→ **DOKUMENTAUSZUG**
────

An alle türkischen Leser: Viele der Seiten (insbesondere der Blogs) lassen sich auch von der Türkei aus prima lesen über einen Proxy. Beispielsweise, kann man die gesperrte Seite yaratiliscilaracevaplar.blogspot.com in der deutschen Google-Übersetzung lesen – wenn es bei Türkisch bleiben soll: Einfach die Übersetzung von Chinesisch nach Türkisch wählen.

Update 2:
Wie das Law-Blog feststellt, ist eine Sperrung von Kinderpornoseiten kein Schlag gegen die Kinderpornoindustrie. Schon alleine deswegen, weil es so eine Industrie gar nicht gibt.

6 Responses to Sperrung von Kinderporno-Seiten

  1. Ergänzer sagt:

    Was völlig herunterfällt: im Artikel 5 Absatz 1 dess GG heißt es „Eine Zensur findet nicht statt.“ – Der freie Zugang zu Informationen ist also als hohes Gut definiert.

────

→ **GESPEICHERTE DATEN**
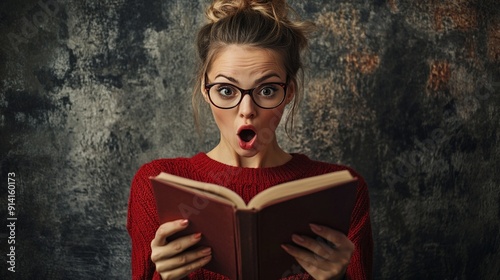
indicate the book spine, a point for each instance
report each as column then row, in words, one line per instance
column 247, row 245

────

→ **ARBEITSAUFTRAG**
Gib den vollständigen Dokumentauszug von oben Wort für Wort und ohne jede Änderung wieder.

→ **FERTIGE ANTWORT**
An alle türkischen Leser: Viele der Seiten (insbesondere der Blogs) lassen sich auch von der Türkei aus prima lesen über einen Proxy. Beispielsweise, kann man die gesperrte Seite yaratiliscilaracevaplar.blogspot.com in der deutschen Google-Übersetzung lesen – wenn es bei Türkisch bleiben soll: Einfach die Übersetzung von Chinesisch nach Türkisch wählen.

Update 2:
Wie das Law-Blog feststellt, ist eine Sperrung von Kinderpornoseiten kein Schlag gegen die Kinderpornoindustrie. Schon alleine deswegen, weil es so eine Industrie gar nicht gibt.

6 Responses to Sperrung von Kinderporno-Seiten

  1. Ergänzer sagt:

    Was völlig herunterfällt: im Artikel 5 Absatz 1 dess GG heißt es „Eine Zensur findet nicht statt.“ – Der freie Zugang zu Informationen ist also als hohes Gut definiert.